# START OF Records for the task

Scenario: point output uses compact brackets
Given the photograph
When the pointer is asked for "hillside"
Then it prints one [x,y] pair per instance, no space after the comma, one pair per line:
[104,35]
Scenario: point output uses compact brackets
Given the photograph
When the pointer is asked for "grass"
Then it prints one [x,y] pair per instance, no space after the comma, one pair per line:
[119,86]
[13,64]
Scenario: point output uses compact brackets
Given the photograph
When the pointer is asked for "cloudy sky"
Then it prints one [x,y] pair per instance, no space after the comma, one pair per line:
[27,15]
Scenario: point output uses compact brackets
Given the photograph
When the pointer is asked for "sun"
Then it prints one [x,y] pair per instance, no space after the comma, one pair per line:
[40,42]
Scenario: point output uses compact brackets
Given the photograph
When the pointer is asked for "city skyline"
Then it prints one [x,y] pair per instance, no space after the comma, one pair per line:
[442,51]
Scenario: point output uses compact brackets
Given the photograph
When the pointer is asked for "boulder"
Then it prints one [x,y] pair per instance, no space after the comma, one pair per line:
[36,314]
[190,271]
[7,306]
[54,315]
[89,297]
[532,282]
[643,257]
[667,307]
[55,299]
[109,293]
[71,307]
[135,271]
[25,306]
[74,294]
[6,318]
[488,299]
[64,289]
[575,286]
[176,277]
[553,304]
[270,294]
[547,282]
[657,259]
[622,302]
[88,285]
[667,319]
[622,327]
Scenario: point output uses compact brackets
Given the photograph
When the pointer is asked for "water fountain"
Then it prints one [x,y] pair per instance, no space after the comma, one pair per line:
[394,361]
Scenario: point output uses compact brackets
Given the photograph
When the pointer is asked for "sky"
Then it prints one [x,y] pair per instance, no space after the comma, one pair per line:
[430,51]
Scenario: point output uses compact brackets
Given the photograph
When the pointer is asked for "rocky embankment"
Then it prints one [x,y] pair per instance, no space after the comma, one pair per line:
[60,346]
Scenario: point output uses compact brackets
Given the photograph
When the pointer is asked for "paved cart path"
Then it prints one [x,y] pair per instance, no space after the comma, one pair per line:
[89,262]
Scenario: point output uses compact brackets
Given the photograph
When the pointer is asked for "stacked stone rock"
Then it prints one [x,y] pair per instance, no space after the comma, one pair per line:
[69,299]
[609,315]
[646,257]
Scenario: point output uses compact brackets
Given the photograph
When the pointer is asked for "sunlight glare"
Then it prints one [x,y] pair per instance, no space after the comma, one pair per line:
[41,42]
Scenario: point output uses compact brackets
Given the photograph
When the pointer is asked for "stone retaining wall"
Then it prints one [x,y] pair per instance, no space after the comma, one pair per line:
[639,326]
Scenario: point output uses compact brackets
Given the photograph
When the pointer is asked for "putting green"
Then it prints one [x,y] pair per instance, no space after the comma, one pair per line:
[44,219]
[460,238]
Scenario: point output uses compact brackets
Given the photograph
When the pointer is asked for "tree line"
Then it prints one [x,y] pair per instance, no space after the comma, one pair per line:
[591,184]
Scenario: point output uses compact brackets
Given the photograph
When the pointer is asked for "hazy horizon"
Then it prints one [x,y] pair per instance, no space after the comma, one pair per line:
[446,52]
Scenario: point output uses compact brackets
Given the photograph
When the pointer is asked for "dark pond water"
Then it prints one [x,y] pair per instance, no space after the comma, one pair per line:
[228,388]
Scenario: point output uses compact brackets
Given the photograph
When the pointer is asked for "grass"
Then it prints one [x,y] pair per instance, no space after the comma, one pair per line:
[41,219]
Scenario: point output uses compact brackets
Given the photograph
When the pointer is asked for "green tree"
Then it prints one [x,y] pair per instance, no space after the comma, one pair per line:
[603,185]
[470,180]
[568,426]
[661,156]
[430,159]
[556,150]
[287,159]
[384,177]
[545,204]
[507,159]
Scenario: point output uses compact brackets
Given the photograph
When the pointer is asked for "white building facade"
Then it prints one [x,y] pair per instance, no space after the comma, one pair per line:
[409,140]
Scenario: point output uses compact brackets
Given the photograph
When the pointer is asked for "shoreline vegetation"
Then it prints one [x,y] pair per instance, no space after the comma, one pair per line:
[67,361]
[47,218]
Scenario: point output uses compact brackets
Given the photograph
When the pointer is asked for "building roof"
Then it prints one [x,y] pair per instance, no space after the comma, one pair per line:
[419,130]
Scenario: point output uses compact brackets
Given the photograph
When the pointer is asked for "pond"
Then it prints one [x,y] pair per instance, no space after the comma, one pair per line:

# END OF Records for the task

→ Description of the task: From the records above, extract every entry verbatim.

→ Written response:
Scenario: point output uses compact brackets
Given the photograph
When the pointer is asked for "hillside"
Then it prints one [x,y] pair per instance, no space after the comma, one pair per line:
[104,35]
Scenario: point output uses compact brackets
Given the photograph
When the pointer is asked for "grass"
Then it prints one [x,y] pair per instance, no space after the comma, one pair per line:
[119,86]
[13,64]
Scenario: point output uses compact brackets
Given the photograph
When the pointer is asked for "cloudy sky"
Then it prints one [x,y] pair per instance, no space after the comma, one pair per line:
[27,15]
Scenario: point output uses compact brackets
Given the photograph
When the pointer is asked for "sun"
Then it prints one [x,y] pair per instance, no space after the comma, one pair per line:
[40,42]
Scenario: point output uses compact brackets
Given the photograph
When the pointer is asked for "city skyline"
Then it prints one [x,y] pair per instance, no space after the comma, one pair per line:
[442,51]
Scenario: point output uses compact brackets
Given the photograph
When the pointer is asked for "boulder"
Then it prints one [x,y] pair per instance, no space after the comma, one pair per line:
[36,314]
[190,271]
[7,306]
[54,315]
[89,297]
[532,282]
[643,257]
[667,307]
[55,299]
[109,293]
[71,307]
[135,271]
[25,306]
[74,294]
[6,318]
[488,299]
[64,289]
[575,286]
[176,277]
[553,304]
[270,294]
[547,282]
[657,259]
[622,302]
[88,285]
[667,319]
[622,327]
Scenario: point output uses compact brackets
Given the photograph
When the pointer is asked for "water fountain"
Then it prints one [x,y] pair per instance, no space after the comma, one pair per line:
[394,361]
Scenario: point output uses compact brackets
Given the photograph
When the pointer is asked for "sky"
Then it prints one [x,y] pair per instance, no space after the comma, one pair per line:
[430,51]
Scenario: point output uses compact brackets
Given the photograph
When the pointer is asked for "rocky embankment"
Then it prints one [x,y] pair per instance, no space after the comma, one pair per line:
[60,346]
Scenario: point output uses compact brackets
Given the photograph
When the pointer is asked for "paved cart path"
Then it prints one [x,y] pair per instance, no space after the comma, one pair per line:
[89,262]
Scenario: point output uses compact brackets
Given the photograph
When the pointer is asked for "stacked stone rock"
Then it prints one [x,y] pair per instance, no space after the comma, one pair per line:
[69,299]
[609,315]
[646,257]
Scenario: point output uses compact brackets
Given the photograph
When the pointer is asked for "sunlight glare"
Then it prints one [x,y] pair per instance, no space after the comma, one pair per line:
[41,42]
Scenario: point output uses compact brackets
Given the photograph
When the pointer is asked for "stone retaining wall"
Then it prints one [x,y] pair per instance, no space after the comma, one pair per line:
[639,326]
Scenario: point output uses compact brackets
Given the photograph
When the pointer is asked for "putting green"
Then it prints one [x,y] pair per instance, no space after the comma, one pair per line:
[44,219]
[460,238]
Scenario: point output uses compact brackets
Given the photograph
When the pointer is asked for "tree line"
Then it prints one [x,y] pair per instance, no space after the comma, one pair per line:
[591,184]
Scenario: point output uses compact brackets
Given the photograph
When the pointer is asked for "hazy horizon"
Then it prints one [x,y] pair per instance, no space after the comma, one pair per line:
[446,52]
Scenario: point output uses compact brackets
Given the photograph
When the pointer is asked for "dark pond water"
Then it prints one [x,y] pair per instance, no space after the comma, one pair per line:
[228,388]
Scenario: point output uses compact brackets
Given the photograph
When the pointer is asked for "grass"
Then it prints one [x,y] pair per instance, no space after the comma, one pair per line:
[41,219]
Scenario: point output uses compact brackets
Given the photograph
When the pointer is asked for "green tree"
Then it prints one [x,y] pair per instance, no space after the comma, one pair per line:
[603,185]
[470,180]
[568,426]
[661,156]
[430,159]
[556,150]
[287,159]
[384,177]
[545,204]
[507,159]
Scenario: point output uses compact brackets
Given the photograph
When the pointer is asked for "white building facade"
Then it prints one [x,y] pair per instance, no space after the comma, one pair per line:
[409,140]
Scenario: point output uses compact brackets
Given the photograph
When the pointer is asked for "shoreline vegetation"
Then it prints one [x,y] pair per instance, no space after the comma, one pair per line:
[67,361]
[47,218]
Scenario: point output uses compact brackets
Given the photograph
When the pointer is asked for "building roof"
Then it prints one [x,y] pair per instance, no space after the comma, one pair per line:
[419,130]
Scenario: point output uses compact brackets
Given the photograph
When the pointer is asked for "pond"
Then it prints one [x,y] pair per instance, no space after the comma, one pair per line:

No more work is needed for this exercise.